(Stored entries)

·····

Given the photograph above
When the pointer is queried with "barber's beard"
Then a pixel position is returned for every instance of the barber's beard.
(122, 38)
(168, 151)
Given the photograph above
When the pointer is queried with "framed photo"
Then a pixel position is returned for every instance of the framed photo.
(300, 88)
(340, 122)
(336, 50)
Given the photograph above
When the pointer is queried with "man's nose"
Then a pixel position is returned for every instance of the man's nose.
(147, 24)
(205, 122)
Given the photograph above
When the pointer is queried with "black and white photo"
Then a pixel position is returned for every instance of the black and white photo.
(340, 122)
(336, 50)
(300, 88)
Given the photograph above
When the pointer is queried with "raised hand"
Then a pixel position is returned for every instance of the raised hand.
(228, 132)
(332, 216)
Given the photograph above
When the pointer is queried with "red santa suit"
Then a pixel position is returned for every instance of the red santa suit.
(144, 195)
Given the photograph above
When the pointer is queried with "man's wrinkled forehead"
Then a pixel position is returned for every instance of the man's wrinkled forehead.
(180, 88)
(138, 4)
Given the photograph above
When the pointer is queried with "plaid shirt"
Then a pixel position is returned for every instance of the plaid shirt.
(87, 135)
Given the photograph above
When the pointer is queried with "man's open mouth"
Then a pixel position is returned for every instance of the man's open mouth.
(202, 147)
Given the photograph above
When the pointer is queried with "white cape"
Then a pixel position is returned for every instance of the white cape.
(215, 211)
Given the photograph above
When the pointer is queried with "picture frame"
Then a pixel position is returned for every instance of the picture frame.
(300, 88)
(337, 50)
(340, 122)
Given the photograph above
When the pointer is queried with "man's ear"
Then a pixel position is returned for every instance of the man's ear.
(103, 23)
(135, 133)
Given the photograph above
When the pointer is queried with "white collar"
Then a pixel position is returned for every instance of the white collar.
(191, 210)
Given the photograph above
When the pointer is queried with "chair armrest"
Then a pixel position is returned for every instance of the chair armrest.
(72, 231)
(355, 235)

·····

**YOUR OBJECTIVE**. Each line of the material should be duplicated exactly, please.

**TASK RESULT**.
Given the photograph above
When the pointer is queried with "barber's beard"
Then a pixel position is returned for every instance of the barber's beard.
(122, 38)
(168, 151)
Given the photograph above
When the pointer is queried with "framed photo"
Then a pixel position is returned for every instance of the framed photo.
(300, 88)
(340, 122)
(336, 50)
Given the photograph above
When the pointer is queried with "man's nose"
Then a pixel position is returned for every instance of the man's nose.
(147, 24)
(205, 122)
Given the photograph above
When the pointer is queried with "black and white photo"
Then a pixel position is returned for every instance of the black and white photo.
(340, 122)
(336, 50)
(300, 88)
Given the photograph above
When the pointer is queried with "raised hand"
Then a pixel position is returned for every instance of the raised hand.
(228, 132)
(332, 216)
Given the photograph above
When the pointer is queried with "red santa suit"
Then a pixel position is returned for every instance of the red santa suit.
(144, 195)
Given the photograph above
When the pointer is queried with "man's wrinkled forehead"
Then a pixel position is returned for every instance of the man's wrinkled forehead.
(180, 88)
(138, 4)
Given the photograph above
When the pointer is queried with "plaid shirt"
Then a pixel position is returned for every instance of the plaid shirt.
(87, 135)
Given the photograph above
When the pointer is queried with "man's open mouth"
Then a pixel position is returned for every instance of the man's open mouth.
(202, 147)
Given the photograph above
When the pointer is queried with "white cape"
Then a pixel position is returned for every instance of the white cape.
(215, 211)
Given the photograph above
When the pointer is queried with "picture frame"
Then a pixel position is returned for every instance of the picture frame.
(300, 88)
(337, 50)
(340, 122)
Given the photograph above
When the pointer is queried with "man's ear"
Then a pixel position is returned for every instance of the man's ear.
(103, 23)
(135, 133)
Given the photograph above
When the pointer is queried with "white collar"
Then a pixel position is returned for every instance of the white collar.
(191, 210)
Given the photograph above
When the pointer is queried with "chair armrest"
Then a pixel position is returned for every instance of the chair armrest.
(72, 231)
(355, 235)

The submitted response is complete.